A block of data —

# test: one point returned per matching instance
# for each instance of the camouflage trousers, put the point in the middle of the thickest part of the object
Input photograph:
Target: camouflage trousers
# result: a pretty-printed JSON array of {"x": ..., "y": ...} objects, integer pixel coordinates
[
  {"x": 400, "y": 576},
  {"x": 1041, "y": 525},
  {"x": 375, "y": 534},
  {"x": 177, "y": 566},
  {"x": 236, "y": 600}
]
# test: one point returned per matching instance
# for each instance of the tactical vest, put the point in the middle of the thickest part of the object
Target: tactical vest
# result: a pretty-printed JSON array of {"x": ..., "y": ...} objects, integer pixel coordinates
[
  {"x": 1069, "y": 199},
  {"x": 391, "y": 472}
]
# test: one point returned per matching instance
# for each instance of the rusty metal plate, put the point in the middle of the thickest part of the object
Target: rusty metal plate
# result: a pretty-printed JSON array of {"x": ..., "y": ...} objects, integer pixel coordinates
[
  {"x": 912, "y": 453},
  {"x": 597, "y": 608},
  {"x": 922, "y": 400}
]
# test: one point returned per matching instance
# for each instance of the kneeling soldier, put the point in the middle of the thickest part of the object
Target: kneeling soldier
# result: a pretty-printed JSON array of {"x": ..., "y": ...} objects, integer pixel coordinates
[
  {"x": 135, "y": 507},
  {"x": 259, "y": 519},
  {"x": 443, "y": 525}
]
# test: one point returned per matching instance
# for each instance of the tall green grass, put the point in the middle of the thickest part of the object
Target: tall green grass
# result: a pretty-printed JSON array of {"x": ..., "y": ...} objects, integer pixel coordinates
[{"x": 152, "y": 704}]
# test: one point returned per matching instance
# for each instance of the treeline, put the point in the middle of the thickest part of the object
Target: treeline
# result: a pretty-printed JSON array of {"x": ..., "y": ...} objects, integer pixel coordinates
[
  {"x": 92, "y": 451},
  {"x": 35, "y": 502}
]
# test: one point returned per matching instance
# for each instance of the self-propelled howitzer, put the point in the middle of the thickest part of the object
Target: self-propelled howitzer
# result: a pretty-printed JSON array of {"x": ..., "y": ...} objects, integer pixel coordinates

Short exercise —
Please copy out the data above line for line, with no changes.

Reply to the exercise —
# test: one point returned per matching instance
# for each instance of the camouflage trousers, put the point in the middle of the thickest part of the object
Input photograph:
Target: camouflage trousers
# result: a pretty-printed JSON array of {"x": ..., "y": ...} objects, integer pixel coordinates
[
  {"x": 400, "y": 576},
  {"x": 1041, "y": 525},
  {"x": 375, "y": 534},
  {"x": 177, "y": 566},
  {"x": 236, "y": 600}
]
# test: one point returned per matching instance
# for each instance of the tactical vest, put the point in the middle of the thickest part of the object
Target: tactical vest
# result: a pretty-printed JSON array of {"x": ..., "y": ...} objects, integer pixel coordinates
[
  {"x": 1069, "y": 199},
  {"x": 391, "y": 472}
]
# test: one point returned per matching instance
# for each instance of the rusty metal plate, put the point in the middle of the thickest part of the object
Target: rusty metal plate
# result: a pretty-printed JSON array of {"x": ..., "y": ...} objects, integer pixel coordinates
[
  {"x": 912, "y": 453},
  {"x": 597, "y": 608},
  {"x": 922, "y": 400}
]
# test: one point returned per matching instance
# for each instance of the kneeling soldier, put the point in the middle of the thickest part of the object
Target: kneeling soldier
# result: a pretty-printed JSON array of {"x": ..., "y": ...} objects, integer pixel coordinates
[
  {"x": 135, "y": 507},
  {"x": 259, "y": 519},
  {"x": 443, "y": 525}
]
# test: one point returned per matching instance
# for each instance of the tall green grass, put the point in the middle of the thickest part of the object
Target: tall green grass
# result: a pretty-printed JSON array of {"x": ..., "y": ...} objects, integer pixel coordinates
[{"x": 152, "y": 704}]
# test: one point returned per matching instance
# for each instance of the treeline, put the point in the middle of the thickest part of the object
Target: treeline
# result: a pretty-printed JSON array of {"x": ..., "y": ...} objects, integer pixel coordinates
[
  {"x": 92, "y": 451},
  {"x": 35, "y": 502}
]
# test: one point returned per matching instance
# for each instance of the self-propelled howitzer, put the point in the middle of the thickest part of the object
Target: self-propelled howitzer
# result: a pretty-printed JSON array of {"x": ..., "y": ...} objects, integer pixel coordinates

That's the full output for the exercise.